> EXERCISE DESCRIPTION:
Look through the entries below. Report each line that has the word "negative" in it.

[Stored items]
########

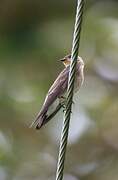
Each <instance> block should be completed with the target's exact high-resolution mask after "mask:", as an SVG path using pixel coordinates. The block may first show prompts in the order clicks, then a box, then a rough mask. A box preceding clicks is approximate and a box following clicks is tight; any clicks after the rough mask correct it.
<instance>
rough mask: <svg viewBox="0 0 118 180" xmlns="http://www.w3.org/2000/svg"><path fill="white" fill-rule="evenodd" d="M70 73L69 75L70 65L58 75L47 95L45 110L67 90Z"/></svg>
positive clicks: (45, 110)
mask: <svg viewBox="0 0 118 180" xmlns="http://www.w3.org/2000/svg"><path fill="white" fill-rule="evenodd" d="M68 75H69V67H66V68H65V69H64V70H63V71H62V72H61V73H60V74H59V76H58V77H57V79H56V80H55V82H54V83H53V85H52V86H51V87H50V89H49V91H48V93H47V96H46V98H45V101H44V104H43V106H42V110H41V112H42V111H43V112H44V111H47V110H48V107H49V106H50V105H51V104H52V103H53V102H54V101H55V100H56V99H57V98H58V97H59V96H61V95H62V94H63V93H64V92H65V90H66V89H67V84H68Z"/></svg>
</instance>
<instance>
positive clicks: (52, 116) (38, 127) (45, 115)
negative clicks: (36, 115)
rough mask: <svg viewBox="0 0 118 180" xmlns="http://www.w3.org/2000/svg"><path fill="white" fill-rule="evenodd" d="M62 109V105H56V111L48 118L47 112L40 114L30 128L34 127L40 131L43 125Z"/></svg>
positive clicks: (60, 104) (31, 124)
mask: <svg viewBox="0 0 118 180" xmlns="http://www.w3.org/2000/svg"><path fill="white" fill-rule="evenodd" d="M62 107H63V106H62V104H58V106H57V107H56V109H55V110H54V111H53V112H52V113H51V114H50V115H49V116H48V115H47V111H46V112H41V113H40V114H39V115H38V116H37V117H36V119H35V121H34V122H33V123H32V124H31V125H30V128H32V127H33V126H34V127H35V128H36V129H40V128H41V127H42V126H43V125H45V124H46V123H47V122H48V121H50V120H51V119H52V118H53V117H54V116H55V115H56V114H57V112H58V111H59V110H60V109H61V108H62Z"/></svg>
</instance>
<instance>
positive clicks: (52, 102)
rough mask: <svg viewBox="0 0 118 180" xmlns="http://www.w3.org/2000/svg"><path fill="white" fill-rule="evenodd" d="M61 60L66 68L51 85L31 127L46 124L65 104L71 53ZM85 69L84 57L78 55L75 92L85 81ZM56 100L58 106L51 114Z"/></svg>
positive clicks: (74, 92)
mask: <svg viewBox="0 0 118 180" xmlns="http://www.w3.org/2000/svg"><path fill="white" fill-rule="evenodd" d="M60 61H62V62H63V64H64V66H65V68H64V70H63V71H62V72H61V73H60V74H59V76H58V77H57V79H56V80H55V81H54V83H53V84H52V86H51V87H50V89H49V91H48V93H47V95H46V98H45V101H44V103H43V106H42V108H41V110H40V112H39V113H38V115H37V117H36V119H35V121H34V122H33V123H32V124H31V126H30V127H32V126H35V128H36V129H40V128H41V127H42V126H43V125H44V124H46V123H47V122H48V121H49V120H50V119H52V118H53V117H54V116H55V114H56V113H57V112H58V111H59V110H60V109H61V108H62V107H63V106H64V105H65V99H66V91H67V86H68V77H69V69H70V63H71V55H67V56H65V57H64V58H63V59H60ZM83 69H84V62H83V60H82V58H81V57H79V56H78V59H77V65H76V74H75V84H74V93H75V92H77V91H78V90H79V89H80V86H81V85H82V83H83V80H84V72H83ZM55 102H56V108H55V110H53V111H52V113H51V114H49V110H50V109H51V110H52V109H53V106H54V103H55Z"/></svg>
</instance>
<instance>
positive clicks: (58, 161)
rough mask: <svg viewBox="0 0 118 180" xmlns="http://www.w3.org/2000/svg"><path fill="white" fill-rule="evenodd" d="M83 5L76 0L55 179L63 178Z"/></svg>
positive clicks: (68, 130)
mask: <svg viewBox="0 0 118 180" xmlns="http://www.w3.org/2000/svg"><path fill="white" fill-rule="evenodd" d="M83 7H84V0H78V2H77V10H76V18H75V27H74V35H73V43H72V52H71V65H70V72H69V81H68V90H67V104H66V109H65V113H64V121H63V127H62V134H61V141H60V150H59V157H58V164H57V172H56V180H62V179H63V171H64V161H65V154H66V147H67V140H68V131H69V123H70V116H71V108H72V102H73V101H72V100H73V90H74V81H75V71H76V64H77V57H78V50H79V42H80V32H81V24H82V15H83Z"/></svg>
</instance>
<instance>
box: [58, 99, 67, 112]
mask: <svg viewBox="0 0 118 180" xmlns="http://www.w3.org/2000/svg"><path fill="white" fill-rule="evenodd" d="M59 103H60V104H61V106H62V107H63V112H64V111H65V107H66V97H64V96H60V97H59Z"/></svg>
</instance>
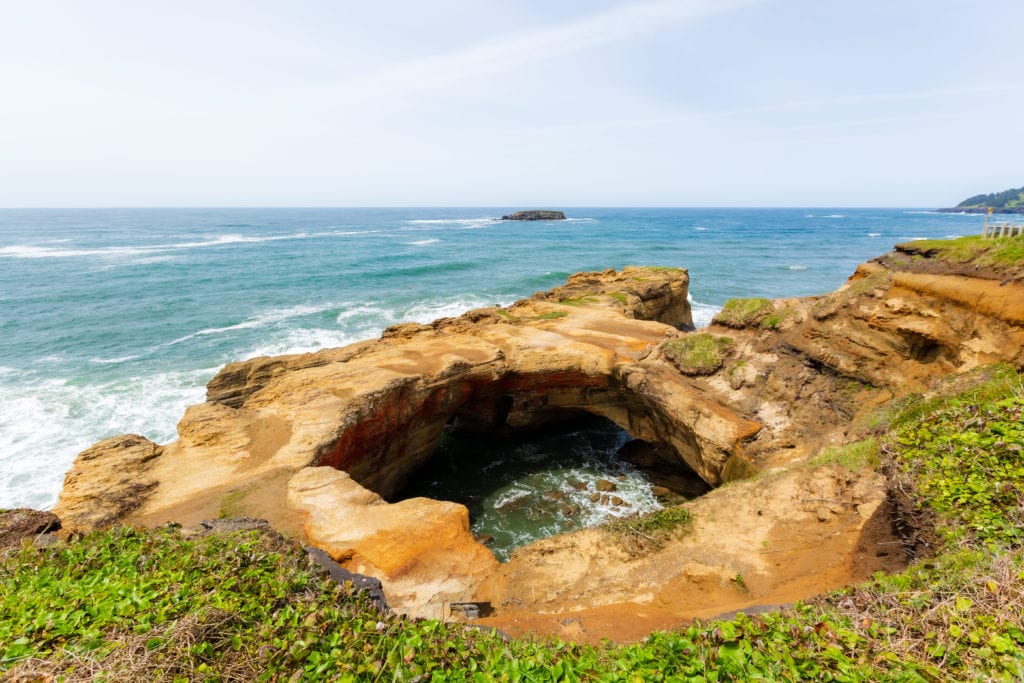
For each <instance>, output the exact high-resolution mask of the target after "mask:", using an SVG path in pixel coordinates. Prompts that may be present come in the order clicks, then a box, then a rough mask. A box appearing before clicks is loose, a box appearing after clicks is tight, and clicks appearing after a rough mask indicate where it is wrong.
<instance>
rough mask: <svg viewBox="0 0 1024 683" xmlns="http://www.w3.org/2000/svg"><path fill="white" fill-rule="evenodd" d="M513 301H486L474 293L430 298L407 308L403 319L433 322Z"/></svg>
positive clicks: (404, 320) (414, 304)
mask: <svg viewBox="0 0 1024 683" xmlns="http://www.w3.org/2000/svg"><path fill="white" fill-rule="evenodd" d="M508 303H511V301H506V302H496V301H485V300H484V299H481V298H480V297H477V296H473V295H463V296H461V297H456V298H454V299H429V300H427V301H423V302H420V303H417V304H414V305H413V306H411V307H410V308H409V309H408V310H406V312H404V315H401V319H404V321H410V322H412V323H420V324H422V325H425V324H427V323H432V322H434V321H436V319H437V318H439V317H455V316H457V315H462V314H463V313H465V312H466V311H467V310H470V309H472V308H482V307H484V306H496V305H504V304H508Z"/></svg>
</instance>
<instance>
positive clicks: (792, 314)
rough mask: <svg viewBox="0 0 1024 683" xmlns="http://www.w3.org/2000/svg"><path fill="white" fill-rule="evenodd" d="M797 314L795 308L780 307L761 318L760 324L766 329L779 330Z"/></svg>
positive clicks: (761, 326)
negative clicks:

########

> SOLUTION:
negative clicks: (36, 115)
negative clicks:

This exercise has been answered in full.